» GIVEN TASK A
In the XINU repository notes, rewrite the paragraph beginning "You will be asked for the passphrase" as a short bulleted list that keeps its main facts.

BEGIN TEXT PASSAGE

The code for XINU is stored in a Subversion code repository.

In order to access the code you need to have your ssh public key registered with the 'svn' user. Please email or link to your public key to be added. If you do not yet have an ssh keypair, here is a document that explains the why and the how pretty well:

http://kb.iu.edu/data/aews.html

Once your key has been registered, you can do a test checkout with the following command:

svn co svn+ssh://svn@mulug.mscs.mu.edu/xinu-mips/trunk xinu

You can also switch an existing working copy with the following from your working copy's directory:

FROM=`svn info | grep ^URL | awk '{ print $2 }'`
svn switch --relocate $FROM svn+ssh://svn@mulug.mscs.mu.edu/xinu-mips/trunk
unset FROM

You will be asked for the passphrase that you specified for your private key every time you perform a svn command that needs the server. This is because svn is not locally caching your password in plaintext as it was before (no plaintext cache = better). I highly recommend using a memory-caching tool like ssh-agent to prevent having to repeatedly enter your passphrase.

Trac

Trac has several nice ways of visualizing activity in the Subversion repository, including a source code browser and a timeline. It also has a wiki, which I assume we'll mostly skip, and at it's center is an issue tracking system, which I suggest we consider as a way to consolidate our various and sundry todo lists.

http://xinu.mscs.mu.edu/trac/

As for user accounts on this guy, I have it set up to do mod_auth_digest right now, which means if you run the following command and email me the password file I can add you to the list of users:

htdigest -c <mypassfile> "Embedded XINU Trac Login" <username>

Then you go to /trac/login which will authenticate you, after which the site will recognize you as a logged-in user. Then you can edit wiki pages and create tickets and such.

END TEXT PASSAGE
BEGIN SOURCE DATA

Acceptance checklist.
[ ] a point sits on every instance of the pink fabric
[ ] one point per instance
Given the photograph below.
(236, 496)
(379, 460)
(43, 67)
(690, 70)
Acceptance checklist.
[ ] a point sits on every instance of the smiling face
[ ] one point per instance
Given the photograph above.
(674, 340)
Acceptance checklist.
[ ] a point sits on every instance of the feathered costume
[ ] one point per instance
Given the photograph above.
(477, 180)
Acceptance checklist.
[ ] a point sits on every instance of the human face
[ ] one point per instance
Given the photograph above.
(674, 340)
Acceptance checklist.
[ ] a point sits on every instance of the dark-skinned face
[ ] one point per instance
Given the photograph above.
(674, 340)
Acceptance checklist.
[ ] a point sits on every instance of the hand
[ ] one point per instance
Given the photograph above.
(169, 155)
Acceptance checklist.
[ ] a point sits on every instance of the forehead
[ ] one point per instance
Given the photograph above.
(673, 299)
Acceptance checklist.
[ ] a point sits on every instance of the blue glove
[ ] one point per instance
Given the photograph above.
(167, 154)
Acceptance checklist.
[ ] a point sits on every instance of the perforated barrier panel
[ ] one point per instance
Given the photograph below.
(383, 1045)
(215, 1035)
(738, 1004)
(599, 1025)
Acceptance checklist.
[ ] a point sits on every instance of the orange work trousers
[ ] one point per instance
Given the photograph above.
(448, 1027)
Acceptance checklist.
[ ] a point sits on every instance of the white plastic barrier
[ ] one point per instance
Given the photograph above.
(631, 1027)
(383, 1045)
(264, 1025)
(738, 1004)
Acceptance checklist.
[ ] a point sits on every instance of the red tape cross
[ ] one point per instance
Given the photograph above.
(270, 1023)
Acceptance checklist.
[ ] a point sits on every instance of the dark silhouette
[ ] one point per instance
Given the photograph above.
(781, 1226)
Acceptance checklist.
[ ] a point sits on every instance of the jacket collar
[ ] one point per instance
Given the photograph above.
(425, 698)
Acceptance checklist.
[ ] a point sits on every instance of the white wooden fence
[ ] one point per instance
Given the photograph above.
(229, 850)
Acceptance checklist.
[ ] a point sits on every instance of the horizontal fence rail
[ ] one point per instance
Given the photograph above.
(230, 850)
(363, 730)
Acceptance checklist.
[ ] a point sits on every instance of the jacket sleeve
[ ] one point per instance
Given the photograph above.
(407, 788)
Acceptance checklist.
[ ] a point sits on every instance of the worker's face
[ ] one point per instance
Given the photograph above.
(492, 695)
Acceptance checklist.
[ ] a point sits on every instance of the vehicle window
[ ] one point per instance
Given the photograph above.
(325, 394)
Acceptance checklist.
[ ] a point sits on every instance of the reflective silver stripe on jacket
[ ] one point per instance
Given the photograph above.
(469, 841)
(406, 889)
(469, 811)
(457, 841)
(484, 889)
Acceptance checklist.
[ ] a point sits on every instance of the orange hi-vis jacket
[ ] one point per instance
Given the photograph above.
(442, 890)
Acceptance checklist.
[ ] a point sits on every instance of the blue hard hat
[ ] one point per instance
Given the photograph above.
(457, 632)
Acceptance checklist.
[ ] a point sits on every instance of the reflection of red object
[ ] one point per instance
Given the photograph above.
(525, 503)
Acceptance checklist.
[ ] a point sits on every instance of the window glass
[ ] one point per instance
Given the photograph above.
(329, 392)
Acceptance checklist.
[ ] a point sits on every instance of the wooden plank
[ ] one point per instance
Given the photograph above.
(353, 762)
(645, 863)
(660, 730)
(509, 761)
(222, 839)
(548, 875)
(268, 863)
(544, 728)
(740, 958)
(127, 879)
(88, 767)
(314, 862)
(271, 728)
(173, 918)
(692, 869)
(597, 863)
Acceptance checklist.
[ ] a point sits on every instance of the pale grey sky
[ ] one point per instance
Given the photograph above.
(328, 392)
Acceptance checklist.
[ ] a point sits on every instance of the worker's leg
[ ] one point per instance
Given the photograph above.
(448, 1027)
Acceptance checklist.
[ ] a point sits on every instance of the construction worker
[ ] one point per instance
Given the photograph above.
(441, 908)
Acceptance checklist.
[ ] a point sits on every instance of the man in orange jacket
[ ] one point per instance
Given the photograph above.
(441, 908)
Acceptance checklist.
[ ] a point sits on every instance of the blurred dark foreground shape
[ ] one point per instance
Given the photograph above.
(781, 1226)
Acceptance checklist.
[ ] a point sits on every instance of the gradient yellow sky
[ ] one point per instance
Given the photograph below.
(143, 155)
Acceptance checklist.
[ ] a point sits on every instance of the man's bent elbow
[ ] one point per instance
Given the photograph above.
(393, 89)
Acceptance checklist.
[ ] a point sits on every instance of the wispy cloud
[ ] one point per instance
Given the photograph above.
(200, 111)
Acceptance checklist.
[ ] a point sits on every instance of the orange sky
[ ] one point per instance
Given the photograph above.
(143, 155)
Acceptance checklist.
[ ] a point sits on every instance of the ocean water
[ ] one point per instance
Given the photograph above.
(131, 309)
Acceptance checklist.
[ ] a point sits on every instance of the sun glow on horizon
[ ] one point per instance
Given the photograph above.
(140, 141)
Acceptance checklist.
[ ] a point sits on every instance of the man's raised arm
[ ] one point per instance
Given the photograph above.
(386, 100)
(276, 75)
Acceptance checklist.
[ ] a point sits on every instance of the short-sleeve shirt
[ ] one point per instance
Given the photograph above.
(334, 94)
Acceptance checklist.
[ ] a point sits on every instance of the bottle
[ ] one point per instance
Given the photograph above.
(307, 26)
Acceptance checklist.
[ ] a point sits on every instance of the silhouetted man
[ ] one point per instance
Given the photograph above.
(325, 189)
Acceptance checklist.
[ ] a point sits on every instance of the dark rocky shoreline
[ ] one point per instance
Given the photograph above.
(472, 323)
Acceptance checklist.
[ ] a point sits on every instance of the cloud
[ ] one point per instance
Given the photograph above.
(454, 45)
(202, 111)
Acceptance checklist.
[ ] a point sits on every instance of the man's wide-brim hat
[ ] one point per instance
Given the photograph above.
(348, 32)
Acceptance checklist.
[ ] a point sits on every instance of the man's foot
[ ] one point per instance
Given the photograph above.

END SOURCE DATA

» GIVEN TASK B
Pick out every line of the records above that contains the word "white".

» COMPLETE OUTPUT A
- Each svn command that needs the server will prompt for your private key's passphrase.
- This happens because svn no longer caches your password locally in plaintext, which is an improvement.
- A memory-caching tool such as ssh-agent is recommended so you don't have to keep entering the passphrase.

» COMPLETE OUTPUT B
[ ] a point sits on every instance of the white plastic barrier
[ ] a point sits on every instance of the white wooden fence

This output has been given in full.